GIVEN DATA >>
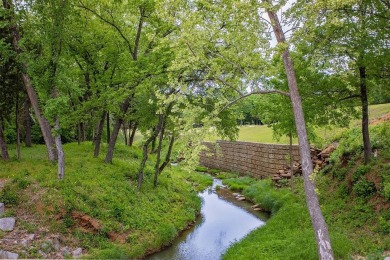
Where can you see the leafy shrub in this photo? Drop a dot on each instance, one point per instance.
(340, 173)
(201, 168)
(364, 188)
(360, 171)
(9, 195)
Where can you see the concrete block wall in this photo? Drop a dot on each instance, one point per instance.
(255, 159)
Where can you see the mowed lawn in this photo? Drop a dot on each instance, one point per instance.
(264, 134)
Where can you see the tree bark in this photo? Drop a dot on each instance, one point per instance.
(61, 155)
(133, 131)
(115, 132)
(99, 133)
(3, 145)
(145, 151)
(43, 123)
(17, 127)
(318, 222)
(365, 131)
(108, 127)
(27, 123)
(124, 129)
(160, 141)
(291, 164)
(168, 155)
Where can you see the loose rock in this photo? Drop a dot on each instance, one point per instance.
(8, 255)
(7, 224)
(77, 252)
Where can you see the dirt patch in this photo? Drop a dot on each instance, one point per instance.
(380, 119)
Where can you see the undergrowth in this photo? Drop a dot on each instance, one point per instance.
(146, 220)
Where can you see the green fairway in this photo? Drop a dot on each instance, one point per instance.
(264, 134)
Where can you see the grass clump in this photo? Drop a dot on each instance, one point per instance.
(239, 184)
(286, 231)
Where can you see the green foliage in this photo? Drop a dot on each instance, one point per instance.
(364, 188)
(106, 192)
(10, 195)
(286, 231)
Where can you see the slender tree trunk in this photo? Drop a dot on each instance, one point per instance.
(43, 123)
(291, 164)
(124, 132)
(17, 127)
(78, 133)
(27, 123)
(160, 141)
(153, 150)
(145, 151)
(3, 145)
(108, 127)
(99, 133)
(61, 155)
(133, 131)
(82, 131)
(115, 132)
(365, 132)
(168, 155)
(318, 222)
(111, 145)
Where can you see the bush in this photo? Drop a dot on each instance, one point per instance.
(364, 188)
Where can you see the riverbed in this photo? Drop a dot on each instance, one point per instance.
(223, 221)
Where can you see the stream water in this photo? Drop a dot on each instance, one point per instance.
(223, 221)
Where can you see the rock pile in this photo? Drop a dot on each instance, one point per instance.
(320, 158)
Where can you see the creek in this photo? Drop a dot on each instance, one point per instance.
(223, 221)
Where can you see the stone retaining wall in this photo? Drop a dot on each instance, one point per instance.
(256, 159)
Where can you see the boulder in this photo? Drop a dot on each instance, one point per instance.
(8, 255)
(7, 224)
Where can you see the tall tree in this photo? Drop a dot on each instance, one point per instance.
(32, 94)
(318, 221)
(353, 37)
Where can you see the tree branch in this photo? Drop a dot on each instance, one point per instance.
(258, 92)
(109, 23)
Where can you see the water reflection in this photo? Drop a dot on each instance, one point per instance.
(221, 224)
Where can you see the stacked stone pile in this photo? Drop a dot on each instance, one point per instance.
(320, 159)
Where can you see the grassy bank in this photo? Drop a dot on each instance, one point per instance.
(354, 198)
(96, 206)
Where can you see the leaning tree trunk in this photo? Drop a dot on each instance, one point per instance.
(43, 123)
(133, 131)
(159, 147)
(17, 127)
(168, 155)
(365, 132)
(3, 145)
(27, 123)
(318, 222)
(108, 127)
(98, 136)
(115, 132)
(61, 155)
(145, 151)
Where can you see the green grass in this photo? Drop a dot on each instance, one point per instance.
(288, 233)
(354, 199)
(264, 134)
(148, 219)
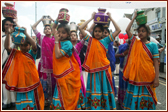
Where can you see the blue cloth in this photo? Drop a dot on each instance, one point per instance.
(138, 98)
(99, 94)
(122, 48)
(66, 47)
(153, 49)
(115, 89)
(26, 100)
(33, 55)
(105, 41)
(159, 45)
(122, 88)
(111, 56)
(57, 104)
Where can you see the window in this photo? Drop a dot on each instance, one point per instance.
(158, 15)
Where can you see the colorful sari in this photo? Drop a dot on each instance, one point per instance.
(122, 84)
(100, 91)
(140, 73)
(20, 75)
(68, 84)
(45, 68)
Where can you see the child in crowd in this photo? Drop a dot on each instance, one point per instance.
(122, 55)
(20, 74)
(141, 70)
(77, 49)
(100, 91)
(8, 98)
(45, 68)
(66, 70)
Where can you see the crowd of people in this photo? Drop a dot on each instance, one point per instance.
(79, 74)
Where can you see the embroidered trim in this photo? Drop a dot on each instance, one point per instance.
(60, 95)
(65, 72)
(150, 91)
(36, 99)
(87, 53)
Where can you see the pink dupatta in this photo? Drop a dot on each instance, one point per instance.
(46, 54)
(76, 52)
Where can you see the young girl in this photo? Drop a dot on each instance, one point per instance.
(66, 71)
(141, 71)
(123, 51)
(20, 75)
(8, 98)
(111, 57)
(99, 92)
(76, 50)
(45, 68)
(82, 57)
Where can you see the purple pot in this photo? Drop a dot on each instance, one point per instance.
(101, 17)
(63, 16)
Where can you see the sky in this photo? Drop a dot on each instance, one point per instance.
(26, 13)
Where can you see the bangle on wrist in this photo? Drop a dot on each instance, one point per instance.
(56, 42)
(56, 22)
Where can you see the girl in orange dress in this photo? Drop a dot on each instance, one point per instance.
(99, 90)
(141, 70)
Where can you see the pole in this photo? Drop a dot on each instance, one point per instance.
(163, 43)
(35, 11)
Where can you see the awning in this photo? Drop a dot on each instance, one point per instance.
(118, 4)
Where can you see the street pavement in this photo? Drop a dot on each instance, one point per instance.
(160, 93)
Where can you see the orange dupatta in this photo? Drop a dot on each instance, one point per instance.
(96, 60)
(67, 73)
(20, 75)
(139, 69)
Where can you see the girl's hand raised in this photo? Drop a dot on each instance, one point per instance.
(57, 36)
(93, 15)
(109, 14)
(25, 31)
(135, 14)
(10, 29)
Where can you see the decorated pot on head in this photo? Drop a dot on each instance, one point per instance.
(82, 21)
(9, 11)
(63, 16)
(18, 37)
(46, 20)
(141, 18)
(101, 17)
(108, 24)
(73, 26)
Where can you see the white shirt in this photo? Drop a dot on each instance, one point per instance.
(4, 52)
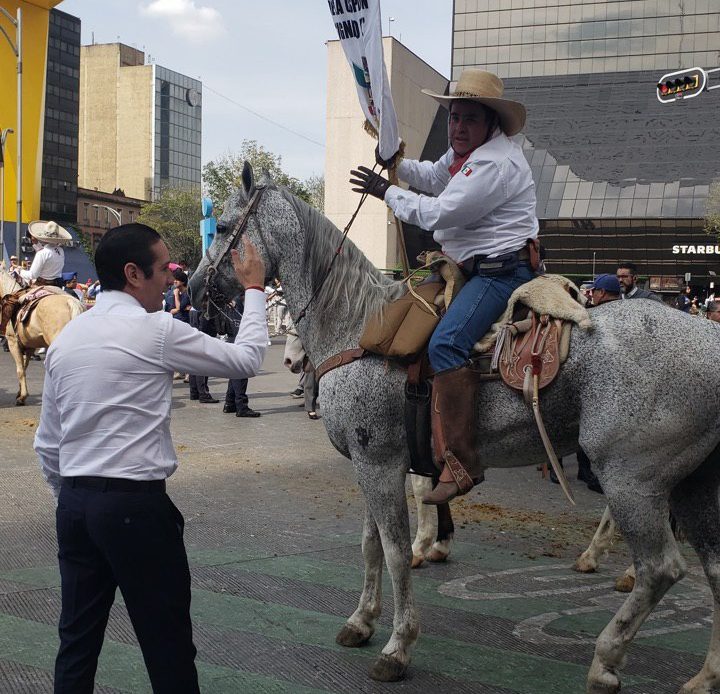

WORK ITEM >>
Every record above must be repeated exactly, with the pictures dropped.

RESULT BELOW >>
Where can you see the leafy shrub in this photo? Drop a dot on each instance, one point per instance.
(340, 173)
(201, 168)
(364, 188)
(360, 171)
(9, 195)
Where can you see the concrete block wall in this photo? Drop a dot on each instance, one point per instance.
(255, 159)
Where can you see the mowed lawn in this photo? Drop a dot on each instance, one point per instance.
(264, 134)
Where can you see the tree bark in this photo? Drop a dot on each instance, one point per instance.
(61, 155)
(133, 131)
(115, 132)
(99, 133)
(3, 145)
(145, 151)
(43, 123)
(17, 127)
(318, 222)
(365, 131)
(108, 127)
(27, 123)
(124, 129)
(160, 141)
(291, 164)
(168, 155)
Where can you see the loose rock in this photo? Drop a dot on each instance, one point per instance.
(8, 255)
(7, 224)
(77, 252)
Where can you see the dirt patch in this photo? Drop a dot on each instance, one point per instance.
(380, 119)
Where can you see the undergrowth in this photo? Drop a dot on each instance, one point per instance.
(146, 220)
Where can you see the green fairway in this photo? Drop a dot on each instance, one point per instance.
(264, 134)
Where can you see the grass clump in this photo? Drop a dot on each instance, one point per instance.
(239, 184)
(286, 231)
Where can you see the green foliage in this photo? Drop a dot on each instance, one point per instance.
(364, 188)
(106, 192)
(10, 195)
(286, 231)
Where can you see the slender tree trunk in this photo? Drop a dot on each instance, one point per instance.
(43, 123)
(291, 164)
(124, 132)
(17, 127)
(78, 133)
(27, 123)
(160, 141)
(153, 150)
(145, 151)
(3, 145)
(108, 127)
(99, 133)
(61, 155)
(133, 131)
(82, 131)
(115, 132)
(365, 132)
(168, 155)
(318, 222)
(111, 145)
Where can you see the bush in this photo? Drop a dot on each instance, one point per instance.
(364, 188)
Where can you see the riverbed in this photo? Drop a dot on each instance, one point per instance.
(223, 221)
Where can you see the stream water in this photo? Drop a dot on each instance, one point per instance.
(223, 221)
Where can you see the rock pile in this photo? Drop a dot on each instance, one point per instance.
(320, 158)
Where can you see the creek in this photo? Drop a dot on each instance, one point per instance.
(223, 221)
Where can you see the stone retaining wall in this photo? Drop a dot on each instance, one point per instance.
(256, 159)
Where can you see the boulder in this photo? Drop a dot on each instance, one point per instance.
(8, 255)
(7, 224)
Where can you see the tall tree in this photo? Drop a dot on each instance, one point per instance.
(32, 94)
(318, 221)
(353, 37)
Where can you see the tree branch in this photo? Drop a dot on each instance, one point per instance.
(258, 92)
(109, 23)
Where can you see the water reflection in this photo? Drop a dot on each instance, one point per instance.
(221, 224)
Where can you see the stacked stone pile in this photo? Drop a dot on each instance, one point per instance.
(320, 159)
Where can you see the grassy bank in this photo? Drop a dot on each instance, one point per instance.
(354, 198)
(96, 206)
Where can you see the leaning tree trunk in this photo? Drop a dot on each instance, one point per instance.
(43, 123)
(133, 131)
(159, 147)
(17, 127)
(168, 155)
(365, 132)
(3, 145)
(27, 123)
(318, 222)
(108, 127)
(98, 136)
(115, 132)
(61, 155)
(145, 151)
Where can you see the green grass in this photo? Drop a dot on each instance, one point per instance.
(288, 233)
(354, 199)
(264, 134)
(148, 219)
Where can you see the blue cloth in this photo? Drop a dot on each instance, one point per instance.
(138, 98)
(99, 94)
(122, 48)
(66, 47)
(153, 49)
(115, 89)
(26, 100)
(33, 55)
(105, 41)
(159, 45)
(122, 88)
(111, 56)
(57, 104)
Where can you see the window in this photo? Drop a dot on each instance, one point per instance.
(158, 15)
Where can you see the colorful sari in this photo? Drop a dot on each instance, one point per instance.
(122, 84)
(100, 91)
(140, 73)
(20, 75)
(68, 84)
(45, 68)
Where can you see the child in crowd in this photo? Drop a dot on each instance, one point per instance.
(122, 55)
(20, 74)
(141, 70)
(77, 49)
(100, 91)
(8, 98)
(45, 68)
(66, 70)
Where can you see the crowd of people in this photo? Drop a dot on each instance, one point per instance.
(79, 74)
Where can you see the embroidered trim in this photo? Drop a dot on each instance, one point per instance.
(60, 95)
(65, 72)
(150, 91)
(36, 99)
(87, 53)
Where can you see the pink dupatta in this photo? Drop a dot on each instance, one point per instance.
(46, 54)
(76, 52)
Where can you see the young girl in this photo? Drop a dot on each instance, one point per instance.
(66, 71)
(141, 71)
(123, 51)
(20, 75)
(8, 98)
(111, 57)
(99, 92)
(76, 50)
(45, 68)
(82, 57)
Where can you see the purple pot in this photo? Drop a dot on each instance, one point per instance.
(101, 17)
(63, 16)
Where can you see the sky in this photo? Drop a dot on each instance, one point per instance.
(26, 13)
Where can you see the bangle on wrist in this photo? Drop a dot on each instance, one point per instance.
(56, 42)
(56, 22)
Where can you see the girl in orange dress in this photo? Drop a dot on each instance, one point per instance.
(99, 90)
(141, 70)
Where can you see the pole in this photo? Drop a dot on each instance, one point per instance.
(163, 43)
(35, 11)
Where can you see the awning in this photo? Drop a dot on each instance, one point per instance.
(118, 4)
Where can you see the street pavement in this photo? Drop a dot on each instance, one point per instance.
(160, 93)
Where can you see the orange dupatta in this photo? Drop a dot on each instance, one point per instance.
(96, 60)
(67, 73)
(20, 75)
(139, 69)
Where can you see the girl's hand raised in this photo? Drop a dot on each instance, one point per instance.
(57, 36)
(93, 15)
(109, 14)
(25, 31)
(135, 14)
(10, 29)
Where can you see the decorated pot on head in this photo? Drop a dot on each instance, one point per instance.
(82, 21)
(9, 11)
(63, 16)
(18, 37)
(46, 20)
(141, 18)
(101, 17)
(108, 24)
(73, 26)
Where can you see the white shirt in this photo? Drop a dot on each instance, one point per instance.
(4, 52)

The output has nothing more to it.